__Task prompt__
Please report each line in the data below that contains the word "coleus", copying every such line in full. Case counts.

(A block of data)
§ §

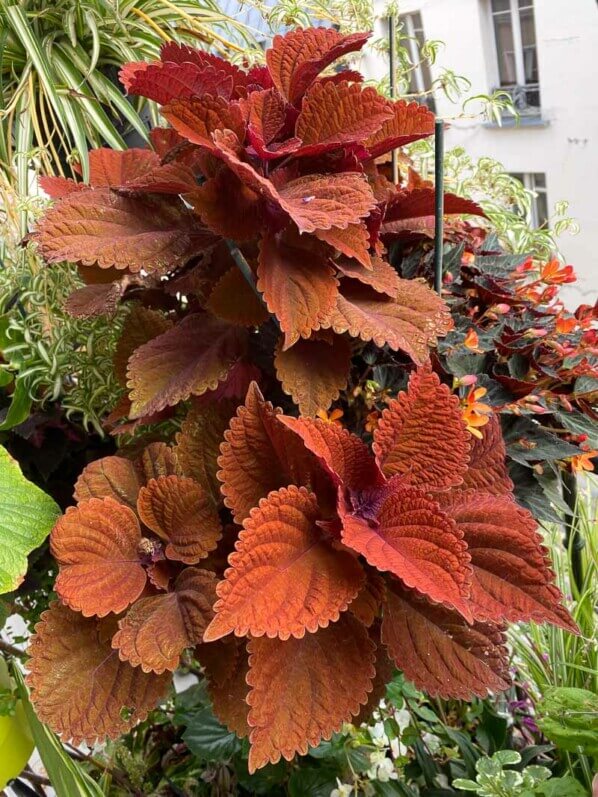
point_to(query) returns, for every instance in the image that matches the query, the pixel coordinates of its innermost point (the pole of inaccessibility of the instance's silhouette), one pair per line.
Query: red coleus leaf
(284, 578)
(164, 82)
(302, 690)
(156, 630)
(409, 122)
(99, 227)
(96, 545)
(182, 514)
(198, 444)
(512, 579)
(314, 371)
(411, 322)
(238, 220)
(314, 202)
(336, 114)
(267, 117)
(79, 687)
(410, 209)
(59, 187)
(187, 360)
(381, 276)
(353, 242)
(345, 456)
(422, 436)
(197, 119)
(299, 287)
(296, 59)
(439, 652)
(487, 469)
(260, 455)
(412, 538)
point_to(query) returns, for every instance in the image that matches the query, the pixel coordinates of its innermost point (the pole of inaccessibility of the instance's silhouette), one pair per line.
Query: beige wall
(565, 148)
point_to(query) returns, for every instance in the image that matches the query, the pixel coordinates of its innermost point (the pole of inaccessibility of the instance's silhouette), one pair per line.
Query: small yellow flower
(475, 412)
(332, 417)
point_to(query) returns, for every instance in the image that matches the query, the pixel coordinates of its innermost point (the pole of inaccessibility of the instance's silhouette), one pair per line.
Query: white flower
(342, 790)
(403, 718)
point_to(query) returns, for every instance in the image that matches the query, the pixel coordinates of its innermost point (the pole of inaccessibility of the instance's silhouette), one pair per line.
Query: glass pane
(528, 38)
(503, 31)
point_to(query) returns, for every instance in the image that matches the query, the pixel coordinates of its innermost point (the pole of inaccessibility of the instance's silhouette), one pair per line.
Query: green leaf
(27, 515)
(207, 739)
(569, 718)
(18, 410)
(312, 781)
(68, 778)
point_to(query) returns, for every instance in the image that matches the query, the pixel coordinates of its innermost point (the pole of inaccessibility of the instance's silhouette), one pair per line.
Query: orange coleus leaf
(381, 276)
(178, 510)
(196, 119)
(96, 545)
(353, 242)
(299, 287)
(439, 652)
(187, 360)
(367, 604)
(487, 469)
(110, 477)
(198, 444)
(422, 436)
(156, 630)
(284, 578)
(410, 322)
(238, 220)
(409, 122)
(512, 579)
(267, 116)
(100, 227)
(414, 210)
(302, 690)
(233, 300)
(337, 114)
(165, 82)
(314, 202)
(314, 371)
(343, 454)
(94, 300)
(140, 326)
(413, 539)
(296, 59)
(260, 455)
(79, 687)
(226, 666)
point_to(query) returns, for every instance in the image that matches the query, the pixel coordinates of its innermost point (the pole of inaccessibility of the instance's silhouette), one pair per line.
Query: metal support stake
(573, 539)
(392, 52)
(439, 202)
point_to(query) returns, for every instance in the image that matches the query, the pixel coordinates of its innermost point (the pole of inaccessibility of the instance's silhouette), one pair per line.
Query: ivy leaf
(207, 738)
(27, 515)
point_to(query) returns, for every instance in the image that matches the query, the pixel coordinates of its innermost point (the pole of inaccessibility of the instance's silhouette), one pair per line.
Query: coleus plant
(348, 562)
(263, 208)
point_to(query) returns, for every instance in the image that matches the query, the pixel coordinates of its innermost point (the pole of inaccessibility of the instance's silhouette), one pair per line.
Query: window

§ §

__Exercise response__
Query: red coleus leaf
Query: orange coleus leaf
Query: coleus plant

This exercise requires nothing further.